───── MATERIAL SUPPLIED ─────

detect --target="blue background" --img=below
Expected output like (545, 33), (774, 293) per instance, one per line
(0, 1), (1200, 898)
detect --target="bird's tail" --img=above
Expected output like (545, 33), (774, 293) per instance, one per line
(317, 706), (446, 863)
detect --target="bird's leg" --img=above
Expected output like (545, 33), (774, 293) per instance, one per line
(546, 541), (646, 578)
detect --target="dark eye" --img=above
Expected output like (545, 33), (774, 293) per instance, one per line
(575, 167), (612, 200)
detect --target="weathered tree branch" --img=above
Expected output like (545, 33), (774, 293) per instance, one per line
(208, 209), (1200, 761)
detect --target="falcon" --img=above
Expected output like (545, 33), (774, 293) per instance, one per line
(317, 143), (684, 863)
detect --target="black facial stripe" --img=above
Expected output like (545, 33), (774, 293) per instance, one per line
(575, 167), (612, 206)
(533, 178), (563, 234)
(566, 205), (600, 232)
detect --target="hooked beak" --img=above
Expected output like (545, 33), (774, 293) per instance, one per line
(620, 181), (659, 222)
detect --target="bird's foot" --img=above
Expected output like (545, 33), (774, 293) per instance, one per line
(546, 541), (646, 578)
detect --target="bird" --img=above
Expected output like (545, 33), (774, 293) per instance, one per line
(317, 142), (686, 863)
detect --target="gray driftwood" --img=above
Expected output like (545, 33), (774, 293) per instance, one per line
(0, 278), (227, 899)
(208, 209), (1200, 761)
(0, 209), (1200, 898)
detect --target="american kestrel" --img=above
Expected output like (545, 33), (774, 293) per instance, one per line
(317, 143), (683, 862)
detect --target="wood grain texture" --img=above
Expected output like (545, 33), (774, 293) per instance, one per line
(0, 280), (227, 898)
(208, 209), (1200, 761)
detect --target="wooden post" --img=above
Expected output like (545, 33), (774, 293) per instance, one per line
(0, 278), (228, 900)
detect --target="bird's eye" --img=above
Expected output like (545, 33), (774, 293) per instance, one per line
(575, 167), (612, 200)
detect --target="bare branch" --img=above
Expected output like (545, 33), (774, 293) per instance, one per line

─────

Change every "detect" in the rows above to "locate" and write the rows out again, keeping everything else the same.

EXERCISE OUTPUT:
locate --target="blue background" --img=below
Expected output like (545, 33), (774, 293) per instance, one per line
(0, 1), (1200, 898)
locate --target="bird's tail" --img=above
Expected output like (545, 33), (774, 293) per instance, one per line
(317, 706), (446, 863)
locate --target="bird's leg" --img=above
Expected output like (545, 33), (774, 293) per instance, one per line
(546, 541), (646, 578)
locate --target="dark eye" --img=above
Expected output like (545, 33), (774, 293) per instance, one per line
(575, 167), (612, 200)
locate --target="weathered tree branch" --img=above
Expected output like (545, 33), (774, 293) per instance, one per line
(208, 209), (1200, 761)
locate --target="falcon" --img=above
Expected output like (545, 33), (774, 293) per instance, one per line
(317, 143), (684, 863)
locate --target="black facial stripe" --img=above
Expected output like (545, 33), (774, 293) per instance, one per line
(575, 167), (612, 206)
(533, 178), (563, 234)
(566, 205), (600, 232)
locate --target="hooked beak" --img=above
Expected output like (545, 33), (774, 293) per instance, one per line
(620, 181), (659, 222)
locate --target="bird's foot" --img=above
Expected output like (545, 33), (774, 293) per instance, one per line
(546, 541), (646, 578)
locate --target="bird" --img=above
Expected output like (545, 33), (774, 293) per instance, one per line
(317, 142), (686, 863)
locate --target="gray driftwood" --img=above
Expected output like (545, 33), (774, 293) per instance, one per line
(0, 278), (227, 899)
(208, 209), (1200, 761)
(0, 209), (1200, 898)
locate --target="american kestrel" --img=above
Expected output like (545, 33), (774, 293) per instance, one per line
(317, 143), (683, 862)
locate --target="wood grain texture" --img=above
Expected output like (545, 33), (774, 293) per instance, one per line
(0, 280), (227, 898)
(208, 209), (1200, 761)
locate --target="wooden post" --img=above
Expected output like (545, 33), (774, 293) per instance, one per line
(0, 278), (228, 900)
locate --target="bird's eye" --img=above
Expected output like (545, 33), (774, 293) per instance, one per line
(575, 167), (612, 200)
locate --target="bare branch" --img=above
Expected output like (545, 33), (774, 293) per instance, one per line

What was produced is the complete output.